THE RECORDS:
= = = = =

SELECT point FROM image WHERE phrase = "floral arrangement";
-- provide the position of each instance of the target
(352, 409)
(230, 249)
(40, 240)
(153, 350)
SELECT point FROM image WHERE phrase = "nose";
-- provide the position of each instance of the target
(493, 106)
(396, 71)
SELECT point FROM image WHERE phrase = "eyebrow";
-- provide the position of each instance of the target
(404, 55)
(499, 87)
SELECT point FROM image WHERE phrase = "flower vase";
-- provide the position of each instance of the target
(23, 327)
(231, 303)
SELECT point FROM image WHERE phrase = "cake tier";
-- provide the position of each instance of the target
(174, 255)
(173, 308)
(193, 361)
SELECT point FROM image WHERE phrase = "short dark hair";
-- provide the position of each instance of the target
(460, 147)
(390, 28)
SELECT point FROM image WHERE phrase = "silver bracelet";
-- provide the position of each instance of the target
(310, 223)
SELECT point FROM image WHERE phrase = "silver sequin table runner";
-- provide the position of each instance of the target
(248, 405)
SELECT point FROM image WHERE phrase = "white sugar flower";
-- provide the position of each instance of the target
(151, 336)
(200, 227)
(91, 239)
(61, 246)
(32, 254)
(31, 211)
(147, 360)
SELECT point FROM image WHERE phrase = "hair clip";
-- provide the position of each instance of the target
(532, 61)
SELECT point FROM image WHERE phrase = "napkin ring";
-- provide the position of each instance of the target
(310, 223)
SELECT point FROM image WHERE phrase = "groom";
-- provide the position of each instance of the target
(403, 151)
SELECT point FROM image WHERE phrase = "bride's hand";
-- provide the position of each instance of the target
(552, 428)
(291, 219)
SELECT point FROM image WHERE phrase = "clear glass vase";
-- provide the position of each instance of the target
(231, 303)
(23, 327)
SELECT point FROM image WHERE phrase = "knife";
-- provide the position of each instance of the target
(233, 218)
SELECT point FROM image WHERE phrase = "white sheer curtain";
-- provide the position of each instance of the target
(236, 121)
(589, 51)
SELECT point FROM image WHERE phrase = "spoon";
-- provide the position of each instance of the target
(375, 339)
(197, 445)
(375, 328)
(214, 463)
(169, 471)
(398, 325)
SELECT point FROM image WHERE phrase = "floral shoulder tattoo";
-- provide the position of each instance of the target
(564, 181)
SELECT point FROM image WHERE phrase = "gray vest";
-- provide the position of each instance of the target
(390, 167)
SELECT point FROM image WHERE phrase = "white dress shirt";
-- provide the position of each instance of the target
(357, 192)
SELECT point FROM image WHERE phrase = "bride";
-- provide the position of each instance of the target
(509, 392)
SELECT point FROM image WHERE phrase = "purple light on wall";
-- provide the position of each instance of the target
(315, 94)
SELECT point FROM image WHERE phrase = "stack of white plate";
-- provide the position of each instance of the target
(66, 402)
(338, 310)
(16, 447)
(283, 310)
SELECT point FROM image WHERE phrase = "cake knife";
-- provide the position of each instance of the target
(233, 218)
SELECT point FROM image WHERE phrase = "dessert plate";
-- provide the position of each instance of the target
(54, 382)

= = = = =

OBJECTIVE: List every line in the records that contains the word "cake".

COMPLETED TASK:
SELECT point FROM image WHERE phrase = "cake tier";
SELECT point FROM image WHERE phrase = "cake knife";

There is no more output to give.